Segment Start: Task inputs
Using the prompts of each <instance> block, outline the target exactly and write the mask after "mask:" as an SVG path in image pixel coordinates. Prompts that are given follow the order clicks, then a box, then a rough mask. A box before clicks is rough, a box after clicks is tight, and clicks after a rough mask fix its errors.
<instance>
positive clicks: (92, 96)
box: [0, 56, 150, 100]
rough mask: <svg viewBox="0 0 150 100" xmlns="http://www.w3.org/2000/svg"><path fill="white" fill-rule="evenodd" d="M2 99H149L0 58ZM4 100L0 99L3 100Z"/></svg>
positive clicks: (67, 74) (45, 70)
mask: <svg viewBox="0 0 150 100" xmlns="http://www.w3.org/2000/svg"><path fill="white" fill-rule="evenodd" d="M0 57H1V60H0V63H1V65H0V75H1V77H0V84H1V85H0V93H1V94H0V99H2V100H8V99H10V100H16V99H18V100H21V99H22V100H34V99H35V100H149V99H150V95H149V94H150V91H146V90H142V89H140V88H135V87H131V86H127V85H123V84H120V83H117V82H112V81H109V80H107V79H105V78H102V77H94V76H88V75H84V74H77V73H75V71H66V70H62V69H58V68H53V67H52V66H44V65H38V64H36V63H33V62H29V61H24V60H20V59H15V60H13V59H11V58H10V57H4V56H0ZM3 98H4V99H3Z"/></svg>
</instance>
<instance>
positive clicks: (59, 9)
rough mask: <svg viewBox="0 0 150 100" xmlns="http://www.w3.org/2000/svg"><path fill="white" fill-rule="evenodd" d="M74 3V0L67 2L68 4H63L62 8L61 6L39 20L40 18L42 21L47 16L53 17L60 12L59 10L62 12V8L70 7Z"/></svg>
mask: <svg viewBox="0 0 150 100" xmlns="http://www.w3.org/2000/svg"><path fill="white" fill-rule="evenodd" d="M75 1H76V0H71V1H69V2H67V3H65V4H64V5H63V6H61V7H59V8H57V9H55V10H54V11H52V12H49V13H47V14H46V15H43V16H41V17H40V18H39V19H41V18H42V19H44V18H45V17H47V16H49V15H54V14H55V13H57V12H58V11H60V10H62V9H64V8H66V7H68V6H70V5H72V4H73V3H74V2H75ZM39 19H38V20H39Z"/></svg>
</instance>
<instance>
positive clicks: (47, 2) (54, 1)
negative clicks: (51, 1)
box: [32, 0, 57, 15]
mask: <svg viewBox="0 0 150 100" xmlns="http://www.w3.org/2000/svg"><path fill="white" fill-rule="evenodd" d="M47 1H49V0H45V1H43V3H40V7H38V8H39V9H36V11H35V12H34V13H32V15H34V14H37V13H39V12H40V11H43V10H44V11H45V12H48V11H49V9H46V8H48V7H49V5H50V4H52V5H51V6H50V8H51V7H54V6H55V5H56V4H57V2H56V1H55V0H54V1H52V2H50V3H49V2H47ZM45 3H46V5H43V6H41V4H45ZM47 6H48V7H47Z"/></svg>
Segment End: Task inputs
Segment Start: Task inputs
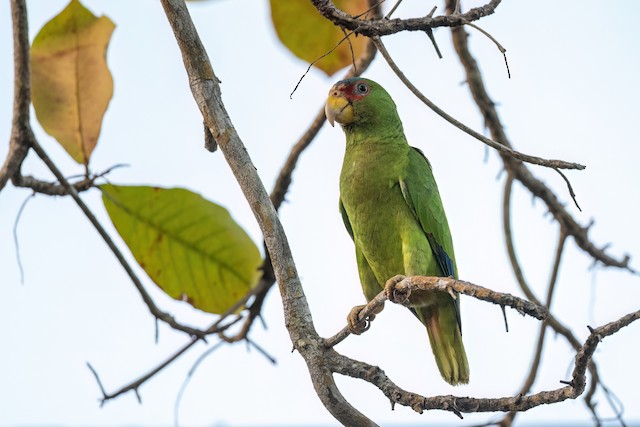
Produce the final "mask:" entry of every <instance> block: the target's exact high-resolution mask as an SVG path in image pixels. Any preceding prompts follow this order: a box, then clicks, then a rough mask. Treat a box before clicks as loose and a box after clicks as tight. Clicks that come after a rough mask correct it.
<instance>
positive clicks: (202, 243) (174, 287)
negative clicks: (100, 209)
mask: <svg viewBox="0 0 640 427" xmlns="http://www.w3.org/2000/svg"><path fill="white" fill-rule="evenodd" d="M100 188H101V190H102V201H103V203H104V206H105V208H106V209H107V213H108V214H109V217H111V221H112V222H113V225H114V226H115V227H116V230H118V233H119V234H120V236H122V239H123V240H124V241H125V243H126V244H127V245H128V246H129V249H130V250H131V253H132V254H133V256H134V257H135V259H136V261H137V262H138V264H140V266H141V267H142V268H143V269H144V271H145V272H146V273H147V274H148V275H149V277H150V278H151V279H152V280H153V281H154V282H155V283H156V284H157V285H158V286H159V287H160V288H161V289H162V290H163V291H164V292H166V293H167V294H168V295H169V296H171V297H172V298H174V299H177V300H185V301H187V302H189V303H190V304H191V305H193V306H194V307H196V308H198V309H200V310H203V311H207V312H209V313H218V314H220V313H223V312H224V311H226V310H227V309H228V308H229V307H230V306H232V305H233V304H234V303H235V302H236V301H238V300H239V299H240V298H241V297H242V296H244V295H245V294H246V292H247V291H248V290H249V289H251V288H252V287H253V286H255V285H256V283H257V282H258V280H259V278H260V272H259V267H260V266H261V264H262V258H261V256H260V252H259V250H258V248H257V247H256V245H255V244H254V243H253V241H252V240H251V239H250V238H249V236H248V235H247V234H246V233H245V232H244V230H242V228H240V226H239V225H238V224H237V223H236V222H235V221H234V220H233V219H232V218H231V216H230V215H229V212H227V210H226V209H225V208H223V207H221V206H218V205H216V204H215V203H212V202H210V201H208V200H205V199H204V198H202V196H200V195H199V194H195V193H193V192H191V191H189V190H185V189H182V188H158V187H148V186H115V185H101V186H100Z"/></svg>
Segment End: Task inputs
Segment Start: Task inputs
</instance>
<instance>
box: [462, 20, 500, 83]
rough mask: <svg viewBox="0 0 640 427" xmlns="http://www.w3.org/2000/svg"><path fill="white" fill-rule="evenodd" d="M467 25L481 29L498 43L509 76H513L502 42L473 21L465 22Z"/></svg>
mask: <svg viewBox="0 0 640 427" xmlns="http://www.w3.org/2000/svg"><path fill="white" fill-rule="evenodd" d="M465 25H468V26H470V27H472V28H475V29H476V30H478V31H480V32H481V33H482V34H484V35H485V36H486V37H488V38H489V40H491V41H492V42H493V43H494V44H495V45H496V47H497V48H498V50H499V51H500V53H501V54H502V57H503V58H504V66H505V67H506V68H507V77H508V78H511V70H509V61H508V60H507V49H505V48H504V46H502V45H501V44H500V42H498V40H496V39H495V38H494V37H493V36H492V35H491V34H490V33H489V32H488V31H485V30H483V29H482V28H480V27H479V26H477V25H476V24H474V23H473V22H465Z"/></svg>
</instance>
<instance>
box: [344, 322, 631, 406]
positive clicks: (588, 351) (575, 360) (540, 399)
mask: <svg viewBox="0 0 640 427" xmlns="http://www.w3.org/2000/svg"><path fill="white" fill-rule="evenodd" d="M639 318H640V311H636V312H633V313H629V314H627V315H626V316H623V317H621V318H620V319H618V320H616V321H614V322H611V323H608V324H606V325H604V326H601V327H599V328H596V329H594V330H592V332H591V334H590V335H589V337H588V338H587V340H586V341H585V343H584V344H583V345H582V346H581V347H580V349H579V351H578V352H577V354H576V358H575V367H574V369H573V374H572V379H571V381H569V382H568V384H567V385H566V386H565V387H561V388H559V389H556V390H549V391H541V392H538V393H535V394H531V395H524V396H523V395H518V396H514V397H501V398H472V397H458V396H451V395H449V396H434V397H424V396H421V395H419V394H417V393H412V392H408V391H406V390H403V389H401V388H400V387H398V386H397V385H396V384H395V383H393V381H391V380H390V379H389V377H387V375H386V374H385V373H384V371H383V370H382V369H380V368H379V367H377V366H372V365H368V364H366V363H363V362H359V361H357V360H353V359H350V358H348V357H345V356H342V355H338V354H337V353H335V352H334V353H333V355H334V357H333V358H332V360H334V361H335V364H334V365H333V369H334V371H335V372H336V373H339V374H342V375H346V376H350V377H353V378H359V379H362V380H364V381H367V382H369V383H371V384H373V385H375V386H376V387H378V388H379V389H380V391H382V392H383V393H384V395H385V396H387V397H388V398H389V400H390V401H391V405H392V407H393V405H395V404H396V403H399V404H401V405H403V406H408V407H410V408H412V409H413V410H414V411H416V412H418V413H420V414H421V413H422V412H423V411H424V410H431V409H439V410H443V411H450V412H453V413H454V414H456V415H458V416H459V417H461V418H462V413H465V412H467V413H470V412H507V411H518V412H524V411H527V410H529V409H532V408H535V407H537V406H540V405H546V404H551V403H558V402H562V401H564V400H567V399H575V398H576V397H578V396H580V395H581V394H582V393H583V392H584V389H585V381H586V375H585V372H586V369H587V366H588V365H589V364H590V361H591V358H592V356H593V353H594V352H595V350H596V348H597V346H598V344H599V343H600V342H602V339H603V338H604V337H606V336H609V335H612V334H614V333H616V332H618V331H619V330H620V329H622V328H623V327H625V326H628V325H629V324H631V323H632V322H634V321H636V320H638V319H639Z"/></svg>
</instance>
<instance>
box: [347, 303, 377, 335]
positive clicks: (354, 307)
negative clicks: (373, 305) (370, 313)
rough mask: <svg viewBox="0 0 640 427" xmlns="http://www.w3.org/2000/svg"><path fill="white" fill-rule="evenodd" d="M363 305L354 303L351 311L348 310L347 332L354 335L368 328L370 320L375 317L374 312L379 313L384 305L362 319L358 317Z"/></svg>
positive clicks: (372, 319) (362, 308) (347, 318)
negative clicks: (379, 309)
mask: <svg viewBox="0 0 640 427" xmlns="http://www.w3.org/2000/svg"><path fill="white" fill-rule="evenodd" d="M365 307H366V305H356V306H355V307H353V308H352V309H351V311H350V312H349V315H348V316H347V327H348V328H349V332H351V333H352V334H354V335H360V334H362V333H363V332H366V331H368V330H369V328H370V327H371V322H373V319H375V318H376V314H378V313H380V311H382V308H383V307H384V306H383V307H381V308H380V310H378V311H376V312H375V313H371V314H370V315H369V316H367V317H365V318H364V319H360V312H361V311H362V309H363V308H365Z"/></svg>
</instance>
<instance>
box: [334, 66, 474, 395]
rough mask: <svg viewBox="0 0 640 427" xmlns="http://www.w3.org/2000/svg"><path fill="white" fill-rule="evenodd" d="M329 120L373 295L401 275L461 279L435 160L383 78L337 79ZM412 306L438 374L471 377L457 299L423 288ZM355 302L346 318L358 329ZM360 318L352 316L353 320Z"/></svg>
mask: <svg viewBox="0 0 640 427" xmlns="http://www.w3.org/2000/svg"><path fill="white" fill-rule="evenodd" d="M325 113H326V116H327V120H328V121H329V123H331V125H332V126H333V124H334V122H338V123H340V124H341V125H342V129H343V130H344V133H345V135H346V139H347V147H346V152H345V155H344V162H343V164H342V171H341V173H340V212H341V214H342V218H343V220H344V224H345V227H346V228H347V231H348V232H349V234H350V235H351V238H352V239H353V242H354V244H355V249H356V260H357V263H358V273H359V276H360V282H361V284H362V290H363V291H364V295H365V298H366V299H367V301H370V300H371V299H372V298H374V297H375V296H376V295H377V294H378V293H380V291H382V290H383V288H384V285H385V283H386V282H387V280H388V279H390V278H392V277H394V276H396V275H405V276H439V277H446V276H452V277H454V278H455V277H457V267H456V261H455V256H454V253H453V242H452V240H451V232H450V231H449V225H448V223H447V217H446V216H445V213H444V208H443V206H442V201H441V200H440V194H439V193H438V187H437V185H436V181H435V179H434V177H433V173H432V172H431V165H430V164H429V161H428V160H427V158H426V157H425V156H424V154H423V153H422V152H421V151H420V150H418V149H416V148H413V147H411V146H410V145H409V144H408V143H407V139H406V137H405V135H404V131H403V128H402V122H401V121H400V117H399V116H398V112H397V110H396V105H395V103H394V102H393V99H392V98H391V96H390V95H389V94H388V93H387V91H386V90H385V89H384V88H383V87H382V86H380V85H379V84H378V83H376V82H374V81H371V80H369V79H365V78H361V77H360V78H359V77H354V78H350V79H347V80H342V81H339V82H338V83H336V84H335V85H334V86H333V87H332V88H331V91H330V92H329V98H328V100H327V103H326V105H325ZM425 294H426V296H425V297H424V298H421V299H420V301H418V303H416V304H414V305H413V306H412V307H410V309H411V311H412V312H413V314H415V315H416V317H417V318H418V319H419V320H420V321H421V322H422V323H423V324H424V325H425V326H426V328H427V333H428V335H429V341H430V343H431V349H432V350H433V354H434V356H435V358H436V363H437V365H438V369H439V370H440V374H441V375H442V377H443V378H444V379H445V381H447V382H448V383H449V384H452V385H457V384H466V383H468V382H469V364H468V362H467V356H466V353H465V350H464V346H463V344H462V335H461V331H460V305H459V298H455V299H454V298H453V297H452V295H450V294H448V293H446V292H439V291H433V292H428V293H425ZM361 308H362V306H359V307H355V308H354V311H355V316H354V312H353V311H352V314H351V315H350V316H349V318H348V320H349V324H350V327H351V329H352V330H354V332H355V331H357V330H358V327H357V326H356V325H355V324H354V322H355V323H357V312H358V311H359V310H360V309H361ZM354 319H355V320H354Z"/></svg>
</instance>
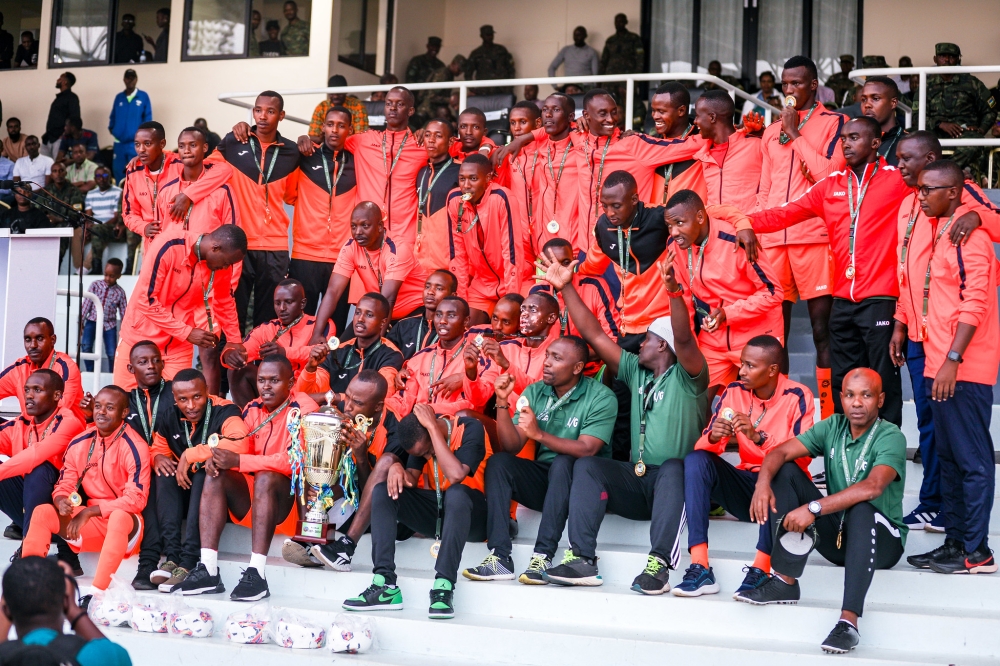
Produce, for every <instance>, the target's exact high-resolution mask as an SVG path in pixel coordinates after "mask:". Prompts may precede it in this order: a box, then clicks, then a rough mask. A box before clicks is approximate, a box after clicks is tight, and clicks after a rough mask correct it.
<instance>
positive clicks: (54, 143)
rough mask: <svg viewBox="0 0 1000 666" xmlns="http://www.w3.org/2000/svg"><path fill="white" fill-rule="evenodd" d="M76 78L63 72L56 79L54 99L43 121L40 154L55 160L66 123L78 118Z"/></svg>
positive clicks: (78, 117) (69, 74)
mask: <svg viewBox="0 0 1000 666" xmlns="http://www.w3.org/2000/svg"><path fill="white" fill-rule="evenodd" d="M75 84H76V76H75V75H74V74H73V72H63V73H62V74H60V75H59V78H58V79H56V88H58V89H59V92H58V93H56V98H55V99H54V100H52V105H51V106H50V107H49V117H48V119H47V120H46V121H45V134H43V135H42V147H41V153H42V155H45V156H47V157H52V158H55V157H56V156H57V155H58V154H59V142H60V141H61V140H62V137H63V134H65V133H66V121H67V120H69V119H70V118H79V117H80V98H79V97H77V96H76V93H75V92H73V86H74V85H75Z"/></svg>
Segment End: Task inputs
» **Brief**
Show every line in the entries where the string "coordinates" occurs.

» **Your response**
Using the prompts of each <instance> block, outline the target exactly and write the mask after "mask:" as an SVG path in image pixel coordinates. Prompts that are given follow the order clicks, then a box, then a rough mask. A box before clicks is rough, a box after clicks is tight, and clicks after a rough mask fix its errors.
Produce, for every <instance>, the target's exact high-resolution mask as an SVG path in pixel coordinates after "mask:". Prompts may precede it in this order: a box, then clicks, then a rough mask. A box before clicks is approximate, a box after clicks is tight, and clicks after a rough mask correct it.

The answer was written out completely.